> _WORK INSTRUCTIONS_
Rewrite the lines below as a Markdown table with two columns, Number and Line. Give each line its own row and leave out any blank lines.

> _EXERCISE MATERIALS_
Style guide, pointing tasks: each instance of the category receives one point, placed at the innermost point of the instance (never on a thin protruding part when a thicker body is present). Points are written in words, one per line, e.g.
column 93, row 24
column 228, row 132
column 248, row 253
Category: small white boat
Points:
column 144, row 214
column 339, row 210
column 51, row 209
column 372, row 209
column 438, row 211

> _SOLUTION_
| Number | Line |
|---|---|
| 1 | Style guide, pointing tasks: each instance of the category receives one point, placed at the innermost point of the instance (never on a thin protruding part when a thicker body is present). Points are written in words, one per line, e.g. |
| 2 | column 93, row 24 |
| 3 | column 228, row 132 |
| 4 | column 248, row 253 |
| 5 | Category: small white boat |
| 6 | Points: |
| 7 | column 144, row 214 |
| 8 | column 339, row 210 |
| 9 | column 51, row 209 |
| 10 | column 372, row 209 |
| 11 | column 438, row 211 |